- **DIRECTION**
In the lines from the one containing "of the sneaker" through the last line, switch "Note to the class" to "Note to the group" and give those lines again with nothing else changed.

(Data taken from a collection)
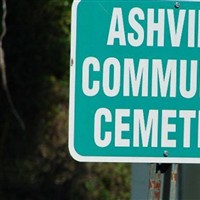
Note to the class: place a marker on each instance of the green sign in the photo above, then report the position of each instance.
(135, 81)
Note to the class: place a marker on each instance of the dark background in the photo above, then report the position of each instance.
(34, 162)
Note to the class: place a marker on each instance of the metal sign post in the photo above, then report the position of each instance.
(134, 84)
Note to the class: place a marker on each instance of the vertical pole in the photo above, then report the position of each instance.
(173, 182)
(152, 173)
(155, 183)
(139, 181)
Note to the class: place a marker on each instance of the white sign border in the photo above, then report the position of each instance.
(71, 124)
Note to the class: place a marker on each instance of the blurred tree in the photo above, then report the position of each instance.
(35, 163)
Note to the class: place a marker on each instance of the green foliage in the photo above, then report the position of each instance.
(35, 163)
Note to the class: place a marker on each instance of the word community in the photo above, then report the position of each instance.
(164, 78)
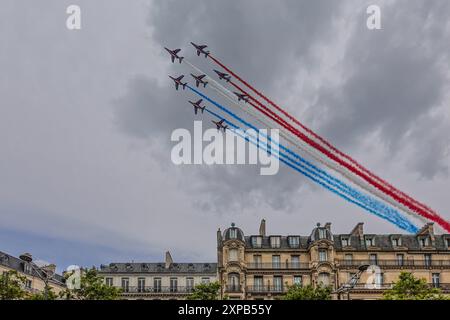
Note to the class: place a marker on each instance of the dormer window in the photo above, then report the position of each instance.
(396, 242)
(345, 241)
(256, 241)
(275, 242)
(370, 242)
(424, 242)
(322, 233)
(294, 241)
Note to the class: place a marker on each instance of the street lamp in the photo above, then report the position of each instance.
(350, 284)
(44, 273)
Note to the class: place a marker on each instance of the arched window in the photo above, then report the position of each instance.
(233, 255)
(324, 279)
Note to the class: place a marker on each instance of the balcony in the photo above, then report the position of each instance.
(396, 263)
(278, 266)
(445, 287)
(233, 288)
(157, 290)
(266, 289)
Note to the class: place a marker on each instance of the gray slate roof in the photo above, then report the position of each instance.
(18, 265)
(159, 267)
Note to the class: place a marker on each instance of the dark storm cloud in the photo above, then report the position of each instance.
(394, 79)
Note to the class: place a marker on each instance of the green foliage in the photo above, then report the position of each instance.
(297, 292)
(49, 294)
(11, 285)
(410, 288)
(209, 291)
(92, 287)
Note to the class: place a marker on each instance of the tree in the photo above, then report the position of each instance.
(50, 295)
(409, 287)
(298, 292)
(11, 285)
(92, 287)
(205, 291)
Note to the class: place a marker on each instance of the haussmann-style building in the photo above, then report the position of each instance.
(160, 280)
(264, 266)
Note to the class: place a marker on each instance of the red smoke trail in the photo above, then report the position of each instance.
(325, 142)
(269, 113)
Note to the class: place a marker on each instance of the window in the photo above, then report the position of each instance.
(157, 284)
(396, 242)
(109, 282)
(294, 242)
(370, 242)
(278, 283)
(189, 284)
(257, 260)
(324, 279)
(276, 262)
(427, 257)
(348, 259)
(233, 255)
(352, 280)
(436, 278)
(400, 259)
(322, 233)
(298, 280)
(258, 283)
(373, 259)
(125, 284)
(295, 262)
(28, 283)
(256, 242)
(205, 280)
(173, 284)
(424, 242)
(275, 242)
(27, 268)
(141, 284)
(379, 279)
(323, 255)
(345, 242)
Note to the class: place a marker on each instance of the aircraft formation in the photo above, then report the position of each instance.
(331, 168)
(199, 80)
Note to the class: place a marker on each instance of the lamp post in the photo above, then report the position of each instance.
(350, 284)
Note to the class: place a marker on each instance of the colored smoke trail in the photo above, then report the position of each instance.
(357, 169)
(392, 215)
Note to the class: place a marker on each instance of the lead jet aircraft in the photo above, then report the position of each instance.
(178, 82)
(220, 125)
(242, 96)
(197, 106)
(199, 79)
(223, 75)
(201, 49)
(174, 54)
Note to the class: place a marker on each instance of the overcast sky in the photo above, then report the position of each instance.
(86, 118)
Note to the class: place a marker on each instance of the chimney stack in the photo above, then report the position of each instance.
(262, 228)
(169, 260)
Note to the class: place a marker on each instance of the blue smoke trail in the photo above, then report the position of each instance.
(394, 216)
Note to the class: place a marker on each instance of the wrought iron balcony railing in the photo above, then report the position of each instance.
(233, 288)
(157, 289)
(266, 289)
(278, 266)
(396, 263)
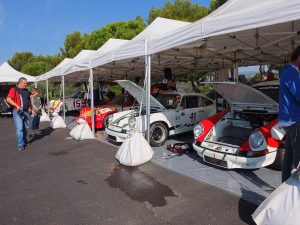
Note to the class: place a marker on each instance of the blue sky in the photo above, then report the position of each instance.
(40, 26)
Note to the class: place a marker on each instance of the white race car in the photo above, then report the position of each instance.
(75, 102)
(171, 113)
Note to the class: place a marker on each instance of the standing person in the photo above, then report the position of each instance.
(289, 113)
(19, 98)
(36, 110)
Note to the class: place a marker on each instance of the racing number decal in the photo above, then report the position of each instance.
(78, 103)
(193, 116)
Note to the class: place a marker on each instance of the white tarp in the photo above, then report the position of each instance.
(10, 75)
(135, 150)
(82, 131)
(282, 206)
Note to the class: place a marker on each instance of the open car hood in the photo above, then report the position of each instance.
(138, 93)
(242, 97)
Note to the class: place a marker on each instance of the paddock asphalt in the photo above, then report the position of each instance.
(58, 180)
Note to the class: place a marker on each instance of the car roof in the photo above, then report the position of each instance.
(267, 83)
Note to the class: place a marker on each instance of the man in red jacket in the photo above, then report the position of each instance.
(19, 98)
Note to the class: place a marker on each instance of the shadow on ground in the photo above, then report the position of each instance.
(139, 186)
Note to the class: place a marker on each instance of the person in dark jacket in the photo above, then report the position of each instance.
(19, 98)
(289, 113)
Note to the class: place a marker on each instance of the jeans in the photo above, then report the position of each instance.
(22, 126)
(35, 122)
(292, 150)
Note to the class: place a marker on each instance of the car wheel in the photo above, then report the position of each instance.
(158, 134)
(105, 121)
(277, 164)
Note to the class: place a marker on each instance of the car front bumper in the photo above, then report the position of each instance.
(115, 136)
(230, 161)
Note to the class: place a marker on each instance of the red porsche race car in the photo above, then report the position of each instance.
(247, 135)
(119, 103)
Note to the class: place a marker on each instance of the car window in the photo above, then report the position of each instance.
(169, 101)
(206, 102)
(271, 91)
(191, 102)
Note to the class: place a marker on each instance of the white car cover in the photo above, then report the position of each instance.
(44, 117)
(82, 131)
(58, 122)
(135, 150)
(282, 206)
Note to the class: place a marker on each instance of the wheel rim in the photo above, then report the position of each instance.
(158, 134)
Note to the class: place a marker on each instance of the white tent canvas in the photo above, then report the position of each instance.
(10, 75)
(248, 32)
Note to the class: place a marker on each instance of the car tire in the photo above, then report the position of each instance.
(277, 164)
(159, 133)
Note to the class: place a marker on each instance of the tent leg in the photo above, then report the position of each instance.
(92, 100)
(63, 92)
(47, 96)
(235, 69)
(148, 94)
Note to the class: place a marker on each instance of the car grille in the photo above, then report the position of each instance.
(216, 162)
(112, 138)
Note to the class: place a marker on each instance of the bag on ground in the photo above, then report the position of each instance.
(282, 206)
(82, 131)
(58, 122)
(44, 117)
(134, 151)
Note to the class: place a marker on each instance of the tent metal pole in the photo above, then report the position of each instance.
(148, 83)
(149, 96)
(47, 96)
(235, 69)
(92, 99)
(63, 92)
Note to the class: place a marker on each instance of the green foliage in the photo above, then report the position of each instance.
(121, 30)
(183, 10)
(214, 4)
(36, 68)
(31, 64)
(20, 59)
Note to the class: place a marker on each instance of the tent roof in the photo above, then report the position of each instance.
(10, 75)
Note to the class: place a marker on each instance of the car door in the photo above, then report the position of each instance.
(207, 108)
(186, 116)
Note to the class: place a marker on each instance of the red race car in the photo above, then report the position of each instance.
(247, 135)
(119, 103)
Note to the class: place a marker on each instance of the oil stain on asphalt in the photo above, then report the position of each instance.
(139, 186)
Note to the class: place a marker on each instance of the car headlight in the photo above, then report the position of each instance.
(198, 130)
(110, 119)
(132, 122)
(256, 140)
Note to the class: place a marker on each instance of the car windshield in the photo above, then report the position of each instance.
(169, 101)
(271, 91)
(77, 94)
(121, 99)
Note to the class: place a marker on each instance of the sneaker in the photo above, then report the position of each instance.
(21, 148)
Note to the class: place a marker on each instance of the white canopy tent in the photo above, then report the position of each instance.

- **COMPLETED TASK**
Note to the group: place a marker on each instance of the sneaker in the photo above, then report the position of each instance.
(21, 148)
Note to the group: place a marker on each instance of the white canopy tent in the photo above, then report the position of each instance.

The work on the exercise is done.